Work Programme and Workfare

June will see the third anniversary of the appalling Work Programme (WP). It was introduced in June 2011 for those on Jobseeker’s Allowance. You can be forced on to the programme if you have been on JSA for three months and not in education, training or employment. You still have to attend the Jobcentre to sign on every two weeks and must be ‘actively seeking and available for work’. It lasts for two years and is mandatory. Of the 1.5 million people forced on to WP, only 3.2% or 48,000 found a long-term job. Contrast this to the 242,973 sanctions imposed by the DWP for ‘misconduct’ in the year to October 2013. That is five times as many sanctions as jobs found. The DWP claimed the sanctions were for ‘failure to participate in a scheme for assisting persons to obtain employment without good reason’.

After enduring the Work Programme, 352,000 claimants were unable to find work and so were sent back to the Jobcentre. However, they could now be forced onto the new ‘Help to Work’ workfare programme, launched on 28 April 2014. Again it is mandatory and sanctions may be applied for non-compliance.

The DWP states, ‘The new measures include intensive coaching, a requirement to meet with the Jobcentre Plus adviser every day, or taking part in a community work placement for up to six months so claimants build the skills needed to secure a full-time job.’ These ‘placements’ are run by private companies G4S, Pertemps, Seetec, Learndirect, Rehab, Working Links and Interserve. You have to do 30 hours a week forced labour for no wages, which amounts to 780 hours of unpaid work across the six months, and you still have to do at least four hours of searching for non-existent jobs each week.

(Natural-language object grounding data)

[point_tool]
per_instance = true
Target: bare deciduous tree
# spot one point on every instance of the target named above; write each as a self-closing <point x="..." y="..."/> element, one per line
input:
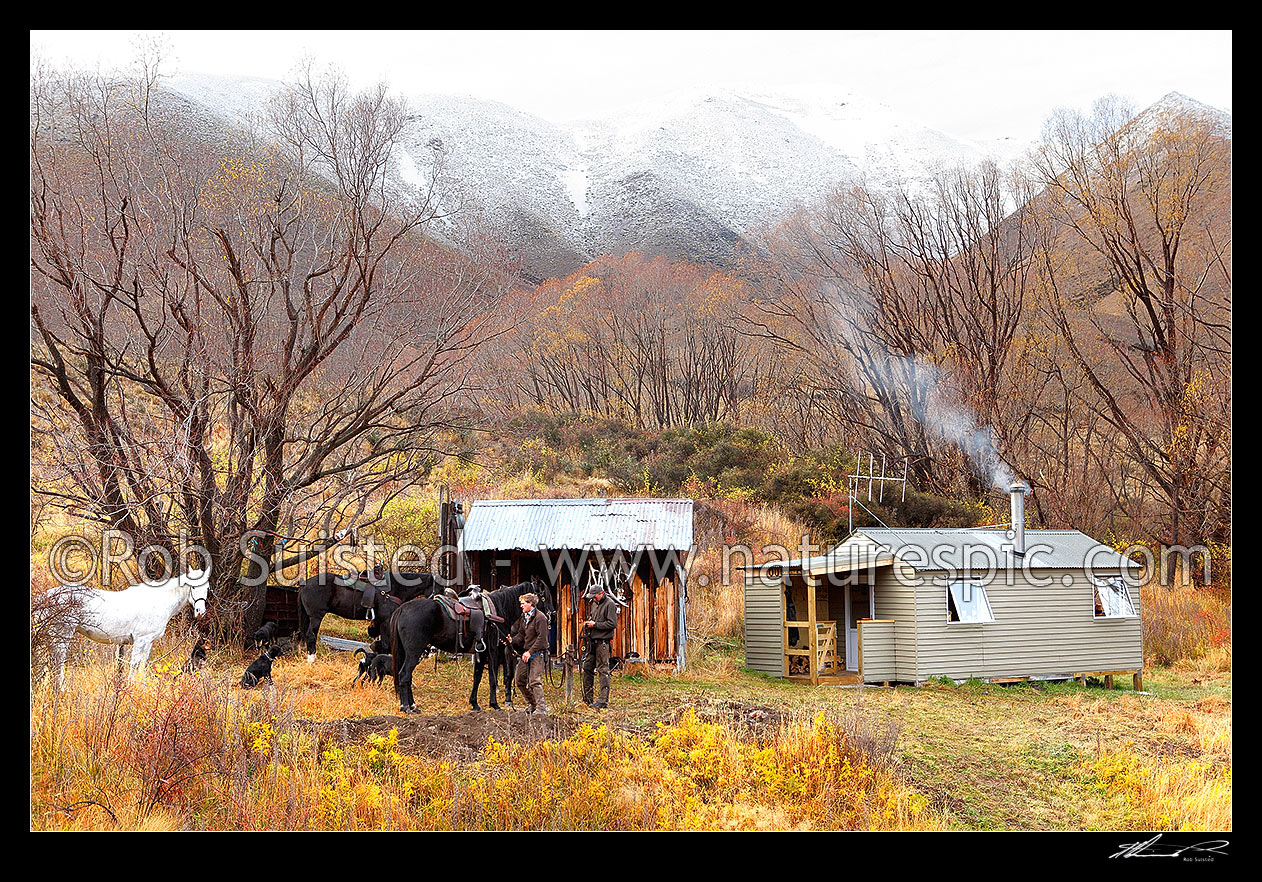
<point x="239" y="340"/>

WHAT THIS EXERCISE ASKS:
1. Duplicate the Work Programme passage between "Work Programme and" and "without good reason’.", inclusive.
2. Decide whether each statement agrees with the Work Programme passage: (a) the Work Programme lasts for three years; (b) the 'Help to Work' programme was launched on 28 April 2014; (c) the placements are run by the DWP itself. Answer each with yes or no and quote the words of the passage that settle it.
The rows above are separate material with no connection to the Work Programme passage.

SOLVED PROBLEMS:
1.
Work Programme and Workfare

June will see the third anniversary of the appalling Work Programme (WP). It was introduced in June 2011 for those on Jobseeker’s Allowance. You can be forced on to the programme if you have been on JSA for three months and not in education, training or employment. You still have to attend the Jobcentre to sign on every two weeks and must be ‘actively seeking and available for work’. It lasts for two years and is mandatory. Of the 1.5 million people forced on to WP, only 3.2% or 48,000 found a long-term job. Contrast this to the 242,973 sanctions imposed by the DWP for ‘misconduct’ in the year to October 2013. That is five times as many sanctions as jobs found. The DWP claimed the sanctions were for ‘failure to participate in a scheme for assisting persons to obtain employment without good reason’.

2.
(a) No: "It lasts for two years and is mandatory."
(b) Yes: "launched on 28 April 2014"
(c) No: "These ‘placements’ are run by private companies G4S, Pertemps, Seetec, Learndirect, Rehab, Working Links and Interserve."